Rewrite the records below, changing "one dot per instance" to "one point per instance" wherever it occurs and leaving everything else unchanged.

* _Records supplied_:
--- START ---

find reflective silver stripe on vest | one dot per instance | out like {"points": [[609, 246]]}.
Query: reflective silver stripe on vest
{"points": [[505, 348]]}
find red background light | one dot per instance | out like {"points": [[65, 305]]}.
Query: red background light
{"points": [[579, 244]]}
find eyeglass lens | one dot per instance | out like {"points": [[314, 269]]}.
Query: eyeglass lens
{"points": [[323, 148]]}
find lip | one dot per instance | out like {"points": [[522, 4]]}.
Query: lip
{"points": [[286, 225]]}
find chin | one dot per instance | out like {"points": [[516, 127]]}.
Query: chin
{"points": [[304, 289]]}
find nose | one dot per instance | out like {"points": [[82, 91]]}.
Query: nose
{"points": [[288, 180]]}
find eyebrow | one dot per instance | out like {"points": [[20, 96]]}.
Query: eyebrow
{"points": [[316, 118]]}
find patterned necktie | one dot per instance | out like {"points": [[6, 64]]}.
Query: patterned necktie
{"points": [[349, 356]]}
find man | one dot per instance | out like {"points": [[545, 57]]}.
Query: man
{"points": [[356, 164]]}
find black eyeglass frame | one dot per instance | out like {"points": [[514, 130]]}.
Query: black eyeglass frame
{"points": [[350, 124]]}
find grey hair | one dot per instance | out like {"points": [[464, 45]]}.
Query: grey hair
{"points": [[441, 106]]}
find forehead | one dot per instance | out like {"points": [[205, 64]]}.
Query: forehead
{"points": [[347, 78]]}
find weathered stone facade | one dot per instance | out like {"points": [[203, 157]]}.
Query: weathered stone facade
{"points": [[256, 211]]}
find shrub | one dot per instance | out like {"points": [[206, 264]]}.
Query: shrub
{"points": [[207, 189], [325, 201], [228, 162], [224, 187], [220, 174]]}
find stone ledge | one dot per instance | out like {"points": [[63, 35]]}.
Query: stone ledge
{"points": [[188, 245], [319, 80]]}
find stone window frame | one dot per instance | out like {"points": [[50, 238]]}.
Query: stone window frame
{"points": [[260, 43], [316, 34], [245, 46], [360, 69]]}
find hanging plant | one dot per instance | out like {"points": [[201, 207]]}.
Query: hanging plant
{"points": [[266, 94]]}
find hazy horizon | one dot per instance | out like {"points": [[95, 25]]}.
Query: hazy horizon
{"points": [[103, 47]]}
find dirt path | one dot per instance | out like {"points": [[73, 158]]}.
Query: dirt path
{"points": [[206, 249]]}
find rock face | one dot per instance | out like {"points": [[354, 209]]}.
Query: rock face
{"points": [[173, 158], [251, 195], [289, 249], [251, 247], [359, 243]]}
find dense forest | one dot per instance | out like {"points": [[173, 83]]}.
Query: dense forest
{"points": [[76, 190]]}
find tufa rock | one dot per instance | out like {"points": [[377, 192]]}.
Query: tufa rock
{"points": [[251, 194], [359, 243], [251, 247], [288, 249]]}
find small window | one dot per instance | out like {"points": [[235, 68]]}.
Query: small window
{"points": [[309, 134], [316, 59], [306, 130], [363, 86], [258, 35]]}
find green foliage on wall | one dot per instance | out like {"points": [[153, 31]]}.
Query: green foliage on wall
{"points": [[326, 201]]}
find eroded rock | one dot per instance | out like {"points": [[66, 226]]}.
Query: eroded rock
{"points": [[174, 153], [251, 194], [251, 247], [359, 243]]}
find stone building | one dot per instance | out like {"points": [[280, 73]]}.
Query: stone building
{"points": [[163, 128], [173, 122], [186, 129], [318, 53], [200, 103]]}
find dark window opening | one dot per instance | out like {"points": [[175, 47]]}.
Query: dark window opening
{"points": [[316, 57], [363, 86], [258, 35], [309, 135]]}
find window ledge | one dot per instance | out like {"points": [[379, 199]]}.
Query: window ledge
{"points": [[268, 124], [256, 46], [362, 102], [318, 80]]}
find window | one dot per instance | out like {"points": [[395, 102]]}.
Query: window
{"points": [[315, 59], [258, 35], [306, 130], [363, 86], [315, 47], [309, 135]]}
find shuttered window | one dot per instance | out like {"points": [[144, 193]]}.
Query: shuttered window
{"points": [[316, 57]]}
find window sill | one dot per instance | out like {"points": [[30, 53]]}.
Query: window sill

--- END ---

* _Full output_:
find reflective silver stripe on vest | one point per instance | out like {"points": [[609, 246]]}.
Query: reflective silver stripe on vest
{"points": [[505, 348]]}
find red background light | one point per instance | out like {"points": [[65, 305]]}.
Query: red background light
{"points": [[579, 244]]}
find eyeglass lens | one point per instance | out like {"points": [[314, 269]]}.
Query: eyeglass lens
{"points": [[323, 148]]}
find lip | one point per instance | out like {"points": [[522, 4]]}.
Query: lip
{"points": [[286, 225]]}
find chin | one point per instance | out like {"points": [[516, 127]]}.
Query: chin
{"points": [[304, 289]]}
find nose | one point per instance | out like {"points": [[82, 91]]}.
Query: nose
{"points": [[288, 180]]}
find eyebrow | one point per instance | out like {"points": [[20, 96]]}.
Query: eyebrow
{"points": [[316, 118]]}
find patterned necktie | one point per instance | out like {"points": [[6, 64]]}.
Query: patterned necktie
{"points": [[349, 356]]}
find man | one point per instance | out like {"points": [[545, 57]]}.
Query: man
{"points": [[356, 164]]}
find black eyeglass frame | one point per instance | out like {"points": [[514, 130]]}.
Query: black eyeglass frame
{"points": [[350, 124]]}
find grey hair | one point per instance | out like {"points": [[464, 45]]}.
Query: grey hair
{"points": [[441, 106]]}
find forehead | one point per instance | out like {"points": [[205, 64]]}.
Query: forehead
{"points": [[347, 78]]}
find weathered stone facade | one point per instance | out like {"points": [[203, 157]]}.
Query: weathered stone facade
{"points": [[256, 211]]}
find shrub | one point per instance | out like {"points": [[206, 264]]}.
Query: shrub
{"points": [[207, 189], [325, 201], [228, 162], [224, 187], [220, 174]]}
find stone ledge | one point per instance | out like {"points": [[63, 35]]}.
Query: stone ledge
{"points": [[188, 245], [319, 80]]}
find stone window frame | one point per instance | out like {"points": [[50, 238]]}.
Query: stone window frame
{"points": [[260, 43], [316, 34], [245, 46], [360, 69]]}
find hanging plant | one point per instance | out like {"points": [[201, 207]]}.
Query: hanging plant
{"points": [[266, 94]]}
find hazy horizon | one point per instance | out like {"points": [[95, 25]]}.
Query: hazy horizon
{"points": [[103, 47]]}
find dirt path | one point per instance | out like {"points": [[73, 158]]}.
Query: dirt path
{"points": [[206, 249]]}
find rock face | one point per instance | out like {"points": [[354, 209]]}.
Query: rock face
{"points": [[173, 158], [251, 195], [289, 249], [251, 247], [359, 243]]}
find dense forest | one point per instance | out like {"points": [[173, 83]]}.
Query: dense forest
{"points": [[76, 190]]}
find tufa rock | one point per instance | out like {"points": [[377, 192]]}.
Query: tufa rock
{"points": [[251, 194], [359, 243], [251, 247], [288, 249]]}
find small window | one point per instance | out like {"points": [[235, 68]]}.
Query: small window
{"points": [[309, 134], [316, 59], [306, 130], [363, 86], [258, 35]]}
find green foliage on wall | one point per instance | out like {"points": [[153, 31]]}.
Query: green foliage on wall
{"points": [[326, 201]]}
find eroded rock | one point per instance | out like {"points": [[66, 226]]}.
Query: eroded rock
{"points": [[174, 153], [251, 194], [251, 247], [359, 243]]}
find stone building | one point per instance | out like {"points": [[280, 73]]}.
Query: stone building
{"points": [[163, 128], [173, 122], [186, 129], [318, 53], [200, 103]]}
find dark window opening | one point per instance | out like {"points": [[175, 47]]}.
Query: dark window opening
{"points": [[316, 57], [363, 86], [258, 35], [309, 135]]}
find window ledge | one point per instance | out like {"points": [[379, 199]]}.
Query: window ledge
{"points": [[268, 124], [256, 46], [362, 102], [318, 80]]}
find window | one point per instance | out like {"points": [[395, 102]]}.
Query: window
{"points": [[315, 59], [258, 35], [306, 130], [363, 86], [315, 47], [309, 135]]}
find shuttered window | one point per instance | out like {"points": [[144, 193]]}.
Query: shuttered window
{"points": [[316, 57]]}
find window sill | one point per instance | out like {"points": [[30, 53]]}.
Query: window sill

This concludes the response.